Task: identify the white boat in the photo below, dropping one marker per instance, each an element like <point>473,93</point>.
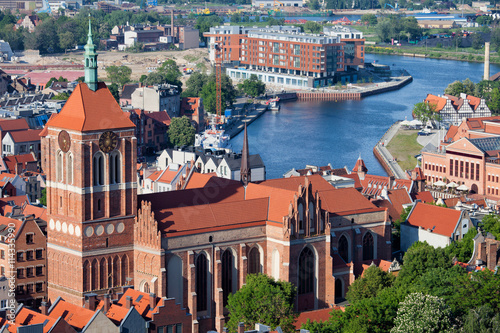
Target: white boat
<point>213,138</point>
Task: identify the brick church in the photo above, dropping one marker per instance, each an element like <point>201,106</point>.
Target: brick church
<point>197,244</point>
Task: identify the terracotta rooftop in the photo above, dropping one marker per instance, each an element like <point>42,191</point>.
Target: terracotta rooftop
<point>88,110</point>
<point>28,135</point>
<point>74,315</point>
<point>440,220</point>
<point>7,125</point>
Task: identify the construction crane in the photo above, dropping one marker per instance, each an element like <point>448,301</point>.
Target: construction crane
<point>218,80</point>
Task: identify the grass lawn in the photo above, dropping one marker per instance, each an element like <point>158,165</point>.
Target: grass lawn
<point>404,147</point>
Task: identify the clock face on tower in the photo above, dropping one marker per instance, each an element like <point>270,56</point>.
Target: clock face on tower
<point>108,141</point>
<point>64,141</point>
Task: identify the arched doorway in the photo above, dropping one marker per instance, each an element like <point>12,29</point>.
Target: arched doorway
<point>339,290</point>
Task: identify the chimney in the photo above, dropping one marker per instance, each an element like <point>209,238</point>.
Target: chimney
<point>128,302</point>
<point>90,301</point>
<point>487,60</point>
<point>241,328</point>
<point>152,300</point>
<point>107,303</point>
<point>44,308</point>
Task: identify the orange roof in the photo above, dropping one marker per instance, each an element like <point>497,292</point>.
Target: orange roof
<point>29,317</point>
<point>12,160</point>
<point>292,183</point>
<point>140,301</point>
<point>440,102</point>
<point>74,315</point>
<point>28,135</point>
<point>88,110</point>
<point>440,220</point>
<point>424,196</point>
<point>346,201</point>
<point>7,125</point>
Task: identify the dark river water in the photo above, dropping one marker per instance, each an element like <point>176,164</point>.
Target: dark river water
<point>319,133</point>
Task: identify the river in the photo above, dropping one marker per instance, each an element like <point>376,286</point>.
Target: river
<point>319,133</point>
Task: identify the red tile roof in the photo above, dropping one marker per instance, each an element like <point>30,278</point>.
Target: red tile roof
<point>27,317</point>
<point>88,110</point>
<point>439,219</point>
<point>28,135</point>
<point>346,201</point>
<point>424,196</point>
<point>12,160</point>
<point>74,315</point>
<point>7,125</point>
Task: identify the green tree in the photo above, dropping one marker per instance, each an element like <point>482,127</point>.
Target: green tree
<point>262,300</point>
<point>374,280</point>
<point>253,86</point>
<point>119,75</point>
<point>482,320</point>
<point>423,313</point>
<point>420,258</point>
<point>181,132</point>
<point>369,19</point>
<point>425,111</point>
<point>491,223</point>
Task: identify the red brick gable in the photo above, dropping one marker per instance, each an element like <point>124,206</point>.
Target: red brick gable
<point>88,110</point>
<point>440,220</point>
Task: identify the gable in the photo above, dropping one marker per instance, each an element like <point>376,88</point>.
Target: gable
<point>464,145</point>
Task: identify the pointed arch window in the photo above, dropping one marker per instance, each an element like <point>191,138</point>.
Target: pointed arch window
<point>312,227</point>
<point>98,170</point>
<point>306,271</point>
<point>254,261</point>
<point>202,282</point>
<point>70,169</point>
<point>344,248</point>
<point>115,167</point>
<point>368,246</point>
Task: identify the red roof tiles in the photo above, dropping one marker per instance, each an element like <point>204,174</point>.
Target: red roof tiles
<point>440,220</point>
<point>88,110</point>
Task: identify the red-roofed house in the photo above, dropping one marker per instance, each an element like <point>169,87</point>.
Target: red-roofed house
<point>436,225</point>
<point>22,142</point>
<point>151,130</point>
<point>192,107</point>
<point>30,247</point>
<point>30,321</point>
<point>453,109</point>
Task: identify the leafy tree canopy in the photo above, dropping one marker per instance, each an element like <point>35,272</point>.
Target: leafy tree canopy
<point>181,132</point>
<point>263,300</point>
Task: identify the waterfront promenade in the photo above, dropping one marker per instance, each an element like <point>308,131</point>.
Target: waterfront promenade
<point>385,158</point>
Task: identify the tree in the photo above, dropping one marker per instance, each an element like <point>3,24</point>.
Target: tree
<point>491,223</point>
<point>253,86</point>
<point>373,280</point>
<point>423,313</point>
<point>482,319</point>
<point>181,132</point>
<point>262,300</point>
<point>369,19</point>
<point>424,112</point>
<point>119,75</point>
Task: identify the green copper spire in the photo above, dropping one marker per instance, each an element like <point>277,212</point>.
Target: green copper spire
<point>90,62</point>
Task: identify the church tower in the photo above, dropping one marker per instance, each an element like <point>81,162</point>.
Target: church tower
<point>89,157</point>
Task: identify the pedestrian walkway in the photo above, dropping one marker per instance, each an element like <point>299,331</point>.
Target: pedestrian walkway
<point>386,156</point>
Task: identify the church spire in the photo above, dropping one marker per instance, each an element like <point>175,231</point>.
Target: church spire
<point>245,173</point>
<point>90,62</point>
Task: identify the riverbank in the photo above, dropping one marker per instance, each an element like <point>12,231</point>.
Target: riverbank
<point>432,54</point>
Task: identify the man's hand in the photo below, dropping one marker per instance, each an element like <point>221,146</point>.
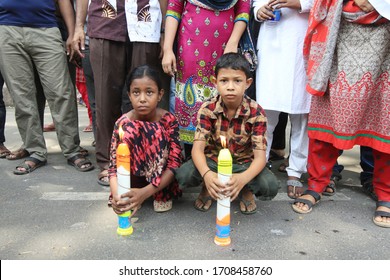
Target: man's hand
<point>78,43</point>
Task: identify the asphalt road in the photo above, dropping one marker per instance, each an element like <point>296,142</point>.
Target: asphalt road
<point>58,213</point>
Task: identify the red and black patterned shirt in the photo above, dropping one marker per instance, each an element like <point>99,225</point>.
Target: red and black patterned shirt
<point>244,133</point>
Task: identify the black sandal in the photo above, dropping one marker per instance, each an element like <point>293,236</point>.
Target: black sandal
<point>315,195</point>
<point>29,168</point>
<point>83,161</point>
<point>381,213</point>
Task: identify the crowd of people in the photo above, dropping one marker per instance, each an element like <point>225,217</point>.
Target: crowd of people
<point>324,65</point>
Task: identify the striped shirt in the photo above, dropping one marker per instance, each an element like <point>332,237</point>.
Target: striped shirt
<point>244,133</point>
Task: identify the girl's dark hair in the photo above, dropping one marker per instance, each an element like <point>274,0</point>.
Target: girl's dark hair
<point>233,61</point>
<point>143,71</point>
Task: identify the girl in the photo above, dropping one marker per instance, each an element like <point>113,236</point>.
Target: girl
<point>152,135</point>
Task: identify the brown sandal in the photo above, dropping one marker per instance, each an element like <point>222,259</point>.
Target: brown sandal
<point>18,154</point>
<point>4,152</point>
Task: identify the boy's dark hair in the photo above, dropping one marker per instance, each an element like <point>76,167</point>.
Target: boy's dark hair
<point>233,61</point>
<point>143,71</point>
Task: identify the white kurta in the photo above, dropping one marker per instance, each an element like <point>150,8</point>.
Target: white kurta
<point>281,76</point>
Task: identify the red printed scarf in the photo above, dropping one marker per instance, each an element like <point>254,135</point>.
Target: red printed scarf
<point>321,38</point>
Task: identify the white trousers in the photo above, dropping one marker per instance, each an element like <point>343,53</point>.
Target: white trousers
<point>299,141</point>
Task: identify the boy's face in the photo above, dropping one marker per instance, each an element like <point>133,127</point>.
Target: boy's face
<point>231,85</point>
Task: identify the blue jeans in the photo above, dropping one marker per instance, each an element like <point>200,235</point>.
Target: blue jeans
<point>265,185</point>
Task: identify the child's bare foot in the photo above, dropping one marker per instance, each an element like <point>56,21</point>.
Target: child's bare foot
<point>247,202</point>
<point>304,203</point>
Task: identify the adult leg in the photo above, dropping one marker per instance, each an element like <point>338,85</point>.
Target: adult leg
<point>19,76</point>
<point>366,176</point>
<point>322,157</point>
<point>381,184</point>
<point>334,178</point>
<point>279,140</point>
<point>3,150</point>
<point>298,154</point>
<point>272,121</point>
<point>2,111</point>
<point>51,62</point>
<point>108,61</point>
<point>90,86</point>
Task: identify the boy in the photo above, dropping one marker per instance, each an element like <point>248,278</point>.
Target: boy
<point>242,121</point>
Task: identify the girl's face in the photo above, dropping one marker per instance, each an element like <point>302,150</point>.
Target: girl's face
<point>144,96</point>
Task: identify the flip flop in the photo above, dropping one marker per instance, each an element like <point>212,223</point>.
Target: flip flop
<point>332,184</point>
<point>29,168</point>
<point>204,200</point>
<point>49,127</point>
<point>18,154</point>
<point>82,161</point>
<point>246,204</point>
<point>310,204</point>
<point>4,152</point>
<point>292,185</point>
<point>381,213</point>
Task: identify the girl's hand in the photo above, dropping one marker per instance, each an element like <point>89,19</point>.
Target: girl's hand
<point>265,13</point>
<point>119,205</point>
<point>169,63</point>
<point>135,198</point>
<point>213,185</point>
<point>364,5</point>
<point>292,4</point>
<point>234,186</point>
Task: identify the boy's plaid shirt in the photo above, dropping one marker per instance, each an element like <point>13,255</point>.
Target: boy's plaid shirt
<point>244,133</point>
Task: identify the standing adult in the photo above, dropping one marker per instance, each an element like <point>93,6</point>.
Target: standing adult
<point>29,36</point>
<point>205,30</point>
<point>281,78</point>
<point>3,150</point>
<point>123,35</point>
<point>348,50</point>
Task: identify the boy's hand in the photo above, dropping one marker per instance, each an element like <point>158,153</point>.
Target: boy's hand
<point>136,197</point>
<point>234,186</point>
<point>213,185</point>
<point>292,4</point>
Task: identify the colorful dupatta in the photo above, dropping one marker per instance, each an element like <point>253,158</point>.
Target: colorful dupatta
<point>321,38</point>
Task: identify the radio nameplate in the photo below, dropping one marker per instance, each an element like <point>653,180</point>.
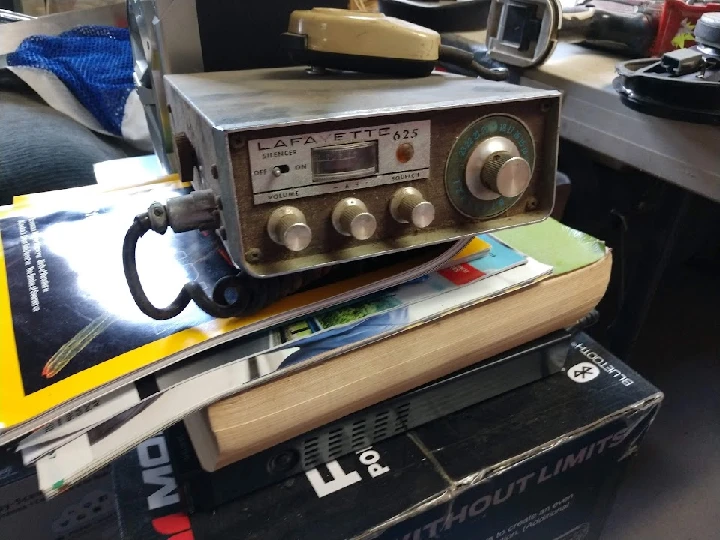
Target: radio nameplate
<point>295,152</point>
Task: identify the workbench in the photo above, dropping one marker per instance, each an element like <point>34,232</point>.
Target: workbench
<point>687,155</point>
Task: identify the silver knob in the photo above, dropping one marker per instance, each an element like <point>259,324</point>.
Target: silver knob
<point>350,217</point>
<point>495,169</point>
<point>506,174</point>
<point>409,206</point>
<point>287,227</point>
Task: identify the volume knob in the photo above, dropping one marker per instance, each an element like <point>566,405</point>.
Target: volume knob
<point>287,227</point>
<point>409,206</point>
<point>506,174</point>
<point>350,217</point>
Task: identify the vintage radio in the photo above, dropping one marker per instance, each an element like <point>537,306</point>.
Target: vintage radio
<point>309,170</point>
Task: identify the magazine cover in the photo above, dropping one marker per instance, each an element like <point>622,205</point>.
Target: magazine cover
<point>68,323</point>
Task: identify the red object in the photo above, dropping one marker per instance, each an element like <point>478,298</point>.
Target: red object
<point>462,274</point>
<point>174,526</point>
<point>677,24</point>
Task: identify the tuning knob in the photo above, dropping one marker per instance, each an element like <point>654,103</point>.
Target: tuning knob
<point>409,206</point>
<point>495,169</point>
<point>350,217</point>
<point>506,174</point>
<point>287,227</point>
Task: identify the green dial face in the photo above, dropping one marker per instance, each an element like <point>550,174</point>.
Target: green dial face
<point>489,126</point>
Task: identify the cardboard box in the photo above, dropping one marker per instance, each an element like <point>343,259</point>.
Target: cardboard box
<point>86,512</point>
<point>542,461</point>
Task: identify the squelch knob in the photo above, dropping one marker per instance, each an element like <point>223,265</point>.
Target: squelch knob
<point>409,206</point>
<point>507,175</point>
<point>287,227</point>
<point>350,217</point>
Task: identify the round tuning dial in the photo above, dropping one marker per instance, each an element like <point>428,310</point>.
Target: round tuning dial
<point>505,174</point>
<point>490,166</point>
<point>409,206</point>
<point>350,217</point>
<point>496,169</point>
<point>287,227</point>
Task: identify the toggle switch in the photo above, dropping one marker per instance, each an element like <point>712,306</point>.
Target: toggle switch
<point>350,217</point>
<point>409,206</point>
<point>288,228</point>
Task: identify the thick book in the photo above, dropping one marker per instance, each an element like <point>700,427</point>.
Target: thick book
<point>300,401</point>
<point>498,375</point>
<point>69,329</point>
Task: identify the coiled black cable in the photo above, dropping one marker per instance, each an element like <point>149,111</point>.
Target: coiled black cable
<point>250,294</point>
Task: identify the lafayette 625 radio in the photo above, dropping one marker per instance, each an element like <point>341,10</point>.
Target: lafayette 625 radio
<point>317,170</point>
<point>298,171</point>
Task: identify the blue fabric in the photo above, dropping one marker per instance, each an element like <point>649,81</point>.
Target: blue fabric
<point>94,62</point>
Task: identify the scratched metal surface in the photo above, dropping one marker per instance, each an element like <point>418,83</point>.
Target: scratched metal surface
<point>240,100</point>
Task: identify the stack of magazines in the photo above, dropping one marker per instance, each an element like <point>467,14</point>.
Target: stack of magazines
<point>85,376</point>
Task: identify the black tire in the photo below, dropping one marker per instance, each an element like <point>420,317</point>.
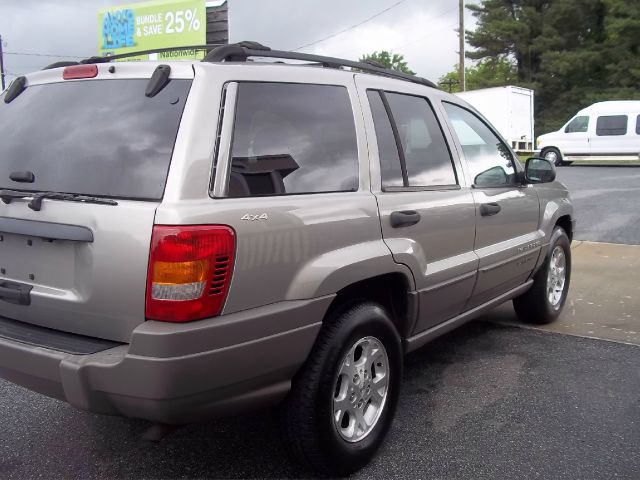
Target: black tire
<point>553,155</point>
<point>535,306</point>
<point>308,414</point>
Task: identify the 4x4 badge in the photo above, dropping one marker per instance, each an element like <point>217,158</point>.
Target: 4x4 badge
<point>258,216</point>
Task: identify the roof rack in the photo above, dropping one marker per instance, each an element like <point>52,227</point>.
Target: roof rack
<point>240,52</point>
<point>110,58</point>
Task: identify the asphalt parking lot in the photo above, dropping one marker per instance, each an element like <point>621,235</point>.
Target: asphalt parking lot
<point>486,401</point>
<point>606,200</point>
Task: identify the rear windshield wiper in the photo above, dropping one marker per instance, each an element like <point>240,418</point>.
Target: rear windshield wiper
<point>36,202</point>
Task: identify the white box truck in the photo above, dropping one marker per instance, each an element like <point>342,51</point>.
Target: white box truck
<point>509,109</point>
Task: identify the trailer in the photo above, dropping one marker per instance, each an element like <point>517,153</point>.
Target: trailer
<point>510,111</point>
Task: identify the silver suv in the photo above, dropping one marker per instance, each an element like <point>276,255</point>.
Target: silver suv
<point>191,240</point>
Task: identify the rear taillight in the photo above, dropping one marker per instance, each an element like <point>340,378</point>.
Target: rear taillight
<point>189,273</point>
<point>80,71</point>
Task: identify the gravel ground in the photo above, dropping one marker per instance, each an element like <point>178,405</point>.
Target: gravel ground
<point>485,401</point>
<point>606,201</point>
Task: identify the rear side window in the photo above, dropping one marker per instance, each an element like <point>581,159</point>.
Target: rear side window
<point>578,124</point>
<point>426,154</point>
<point>97,137</point>
<point>291,139</point>
<point>413,150</point>
<point>611,125</point>
<point>390,169</point>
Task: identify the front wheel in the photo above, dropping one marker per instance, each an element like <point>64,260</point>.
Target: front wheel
<point>543,302</point>
<point>343,399</point>
<point>554,156</point>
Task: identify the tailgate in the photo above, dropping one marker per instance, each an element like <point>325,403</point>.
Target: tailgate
<point>72,266</point>
<point>90,287</point>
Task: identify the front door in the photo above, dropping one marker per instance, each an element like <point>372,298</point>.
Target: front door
<point>508,239</point>
<point>575,139</point>
<point>614,135</point>
<point>427,212</point>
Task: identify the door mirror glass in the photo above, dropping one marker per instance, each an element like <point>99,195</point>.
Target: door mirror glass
<point>539,170</point>
<point>491,177</point>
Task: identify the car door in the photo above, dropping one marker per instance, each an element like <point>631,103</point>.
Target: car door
<point>574,138</point>
<point>426,209</point>
<point>508,239</point>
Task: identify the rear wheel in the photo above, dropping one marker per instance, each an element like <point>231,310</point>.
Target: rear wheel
<point>543,302</point>
<point>554,156</point>
<point>343,399</point>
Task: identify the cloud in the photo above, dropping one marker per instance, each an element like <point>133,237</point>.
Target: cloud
<point>422,31</point>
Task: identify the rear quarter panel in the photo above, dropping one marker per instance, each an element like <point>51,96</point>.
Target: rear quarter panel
<point>306,245</point>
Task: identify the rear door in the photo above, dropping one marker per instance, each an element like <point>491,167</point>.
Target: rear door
<point>426,210</point>
<point>82,267</point>
<point>508,239</point>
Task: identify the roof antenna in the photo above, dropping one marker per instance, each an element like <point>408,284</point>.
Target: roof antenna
<point>158,80</point>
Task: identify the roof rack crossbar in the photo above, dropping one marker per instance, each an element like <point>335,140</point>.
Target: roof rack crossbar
<point>240,53</point>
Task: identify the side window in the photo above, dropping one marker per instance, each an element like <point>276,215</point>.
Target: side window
<point>489,160</point>
<point>578,124</point>
<point>609,125</point>
<point>426,155</point>
<point>390,169</point>
<point>293,138</point>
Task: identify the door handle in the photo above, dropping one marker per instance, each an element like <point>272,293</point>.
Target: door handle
<point>488,209</point>
<point>404,218</point>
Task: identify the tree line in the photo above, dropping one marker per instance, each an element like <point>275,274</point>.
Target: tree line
<point>572,53</point>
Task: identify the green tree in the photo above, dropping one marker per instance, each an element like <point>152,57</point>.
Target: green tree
<point>393,61</point>
<point>485,74</point>
<point>571,52</point>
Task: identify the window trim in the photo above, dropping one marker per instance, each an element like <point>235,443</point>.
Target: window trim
<point>517,168</point>
<point>218,184</point>
<point>403,165</point>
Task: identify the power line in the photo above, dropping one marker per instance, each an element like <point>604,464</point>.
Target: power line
<point>349,28</point>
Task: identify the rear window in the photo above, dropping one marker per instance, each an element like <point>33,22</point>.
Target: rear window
<point>611,125</point>
<point>99,137</point>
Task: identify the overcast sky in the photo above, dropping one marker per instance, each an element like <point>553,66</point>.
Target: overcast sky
<point>422,30</point>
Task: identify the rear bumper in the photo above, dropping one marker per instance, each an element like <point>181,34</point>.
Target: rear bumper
<point>178,373</point>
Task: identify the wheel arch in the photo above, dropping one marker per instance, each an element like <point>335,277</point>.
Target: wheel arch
<point>391,290</point>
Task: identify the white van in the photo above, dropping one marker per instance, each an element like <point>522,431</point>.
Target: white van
<point>605,131</point>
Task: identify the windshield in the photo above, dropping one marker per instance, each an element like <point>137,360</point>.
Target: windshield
<point>100,137</point>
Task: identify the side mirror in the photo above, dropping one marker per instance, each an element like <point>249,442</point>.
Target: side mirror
<point>539,170</point>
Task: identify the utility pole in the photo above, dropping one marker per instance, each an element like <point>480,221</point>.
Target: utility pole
<point>1,67</point>
<point>463,83</point>
<point>449,83</point>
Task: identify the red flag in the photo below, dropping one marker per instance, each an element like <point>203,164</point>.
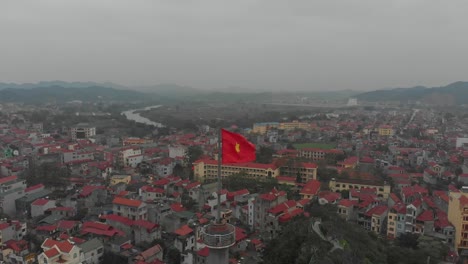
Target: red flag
<point>236,148</point>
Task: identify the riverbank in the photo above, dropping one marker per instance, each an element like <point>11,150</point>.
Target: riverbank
<point>134,115</point>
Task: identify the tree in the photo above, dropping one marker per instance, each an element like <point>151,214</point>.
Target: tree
<point>173,256</point>
<point>408,240</point>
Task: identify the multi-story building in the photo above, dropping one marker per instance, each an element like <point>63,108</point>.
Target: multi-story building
<point>378,216</point>
<point>135,141</point>
<point>116,179</point>
<point>92,251</point>
<point>59,252</point>
<point>11,188</point>
<point>82,131</point>
<point>264,203</point>
<point>396,220</point>
<point>129,157</point>
<point>294,125</point>
<point>208,170</point>
<point>132,209</point>
<point>262,128</point>
<point>386,131</point>
<point>316,154</point>
<point>458,216</point>
<point>382,189</point>
<point>306,171</point>
<point>71,156</point>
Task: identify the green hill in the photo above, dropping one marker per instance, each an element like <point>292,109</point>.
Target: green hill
<point>455,93</point>
<point>61,94</point>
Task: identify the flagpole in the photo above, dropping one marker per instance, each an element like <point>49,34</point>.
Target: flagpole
<point>218,214</point>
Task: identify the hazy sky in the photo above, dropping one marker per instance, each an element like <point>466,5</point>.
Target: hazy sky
<point>267,44</point>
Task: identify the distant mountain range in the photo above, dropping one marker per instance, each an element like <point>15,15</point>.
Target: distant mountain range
<point>59,94</point>
<point>455,93</point>
<point>61,84</point>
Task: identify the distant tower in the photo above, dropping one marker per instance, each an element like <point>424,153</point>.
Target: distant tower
<point>219,236</point>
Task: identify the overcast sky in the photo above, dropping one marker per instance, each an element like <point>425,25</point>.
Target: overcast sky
<point>258,44</point>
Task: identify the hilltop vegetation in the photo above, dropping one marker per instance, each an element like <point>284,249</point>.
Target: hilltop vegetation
<point>455,93</point>
<point>299,244</point>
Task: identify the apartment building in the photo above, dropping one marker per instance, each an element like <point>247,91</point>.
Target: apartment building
<point>338,185</point>
<point>82,131</point>
<point>132,209</point>
<point>458,216</point>
<point>208,170</point>
<point>316,154</point>
<point>129,157</point>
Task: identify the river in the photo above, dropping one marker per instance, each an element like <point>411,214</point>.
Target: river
<point>131,115</point>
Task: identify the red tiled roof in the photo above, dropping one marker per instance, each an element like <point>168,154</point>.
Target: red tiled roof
<point>399,208</point>
<point>329,196</point>
<point>61,208</point>
<point>204,252</point>
<point>394,197</point>
<point>34,187</point>
<point>288,216</point>
<point>240,234</point>
<point>8,179</point>
<point>177,207</point>
<point>347,203</point>
<point>183,230</point>
<point>242,165</point>
<point>145,224</point>
<point>64,246</point>
<point>40,202</point>
<point>89,189</point>
<point>127,202</point>
<point>282,207</point>
<point>48,228</point>
<point>425,216</point>
<point>117,218</point>
<point>377,210</point>
<point>311,187</point>
<point>192,185</point>
<point>51,252</point>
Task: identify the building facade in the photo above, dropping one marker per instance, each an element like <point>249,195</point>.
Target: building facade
<point>208,170</point>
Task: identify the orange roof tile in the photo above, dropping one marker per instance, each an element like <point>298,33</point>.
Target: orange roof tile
<point>127,202</point>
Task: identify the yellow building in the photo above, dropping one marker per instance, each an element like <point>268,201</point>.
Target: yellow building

○ ○ ○

*YOUR INSTRUCTIONS*
Please give the number of lines above that contain "yellow", without any other words.

*EXERCISE RESULT*
2